Data pulled from a collection -
* * *

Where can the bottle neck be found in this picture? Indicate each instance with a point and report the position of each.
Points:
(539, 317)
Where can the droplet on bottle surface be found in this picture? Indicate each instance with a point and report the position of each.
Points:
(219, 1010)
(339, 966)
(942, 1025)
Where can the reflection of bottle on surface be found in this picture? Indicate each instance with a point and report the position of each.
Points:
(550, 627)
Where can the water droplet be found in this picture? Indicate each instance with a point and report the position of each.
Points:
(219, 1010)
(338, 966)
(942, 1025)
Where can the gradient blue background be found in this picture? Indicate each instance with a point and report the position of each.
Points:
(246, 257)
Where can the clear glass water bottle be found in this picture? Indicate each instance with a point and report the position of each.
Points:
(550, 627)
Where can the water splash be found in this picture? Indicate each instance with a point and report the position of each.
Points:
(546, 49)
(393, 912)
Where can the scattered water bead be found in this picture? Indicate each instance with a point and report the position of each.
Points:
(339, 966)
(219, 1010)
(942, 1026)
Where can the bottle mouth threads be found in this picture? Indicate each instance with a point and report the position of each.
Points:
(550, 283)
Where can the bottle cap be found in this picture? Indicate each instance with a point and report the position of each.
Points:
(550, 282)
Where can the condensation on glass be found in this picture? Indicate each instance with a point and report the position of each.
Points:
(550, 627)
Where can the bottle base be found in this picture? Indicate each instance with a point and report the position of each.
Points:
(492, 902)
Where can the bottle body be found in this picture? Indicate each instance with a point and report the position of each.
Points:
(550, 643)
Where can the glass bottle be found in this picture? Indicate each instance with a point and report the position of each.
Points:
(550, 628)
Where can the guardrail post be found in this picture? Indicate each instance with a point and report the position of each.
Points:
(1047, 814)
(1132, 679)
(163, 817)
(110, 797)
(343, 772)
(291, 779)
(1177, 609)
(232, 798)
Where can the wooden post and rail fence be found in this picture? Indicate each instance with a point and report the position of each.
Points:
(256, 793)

* * *

Express all of the rows above as a JSON list of strings, one string per line, with blank lines left out.

[
  "Where can the bottle neck be found in this picture? Indicate each instance with a point and report the position of each.",
  "Points:",
  "(539, 317)",
  "Where can the droplet on bottle surface be found in this picture? Indicate each instance with a point and report the position of each.",
  "Points:",
  "(219, 1010)",
  "(339, 966)",
  "(942, 1025)",
  "Where can the reflection of bottle on surface be found in this picture? Indicate each instance with a point and report the position of each.",
  "Points:",
  "(550, 627)",
  "Where can the water droplet be found in this picture? Indicate each instance with a point and report the position of each.",
  "Points:",
  "(219, 1010)",
  "(338, 966)",
  "(942, 1025)",
  "Where can the gradient blue background be found in this picture? Indicate each instance with a point and report the position of each.",
  "Points:",
  "(246, 257)",
  "Where can the clear glass water bottle be found in this picture? Indicate each instance with a point and report the position of each.",
  "Points:",
  "(550, 627)",
  "Where can the water splash be found in this picture? Indicate each instance with a point and report the position of each.",
  "Points:",
  "(546, 49)",
  "(393, 912)",
  "Where can the scattered water bead be found in this picture? Indicate each instance with a point and report the position of each.",
  "Points:",
  "(339, 966)",
  "(219, 1010)",
  "(942, 1026)",
  "Where can the bottle mouth threads be found in this picture? Indicate each instance with a point and report the position of each.",
  "Points:",
  "(550, 283)",
  "Where can the bottle cap be found in this picture? Indicate each instance with a point and report the position of each.",
  "Points:",
  "(550, 282)",
  "Where can the condensation on glass be found in this picture? Indicate each instance with a point and report the position of each.",
  "Points:",
  "(550, 627)",
  "Where can the bottle base be found in this picture? Indicate each instance with a point and report the position of each.",
  "Points:",
  "(492, 902)",
  "Where can the bottle body be found in this picture? Indicate each instance with a point and report the position of each.",
  "Points:",
  "(550, 643)",
  "Where can the glass bottle be found in this picture? Indicate each instance with a point and report the position of each.",
  "Points:",
  "(550, 628)",
  "Where can the guardrail post be found in this picture? Indicate each instance with a point and report the position of each.",
  "Points:",
  "(1047, 814)",
  "(1132, 679)",
  "(163, 817)",
  "(110, 797)",
  "(343, 772)",
  "(291, 779)",
  "(1177, 609)",
  "(232, 798)",
  "Where can the wooden post and rail fence be found in this picture? Indicate each instance with a point and report the position of each.",
  "Points:",
  "(256, 793)"
]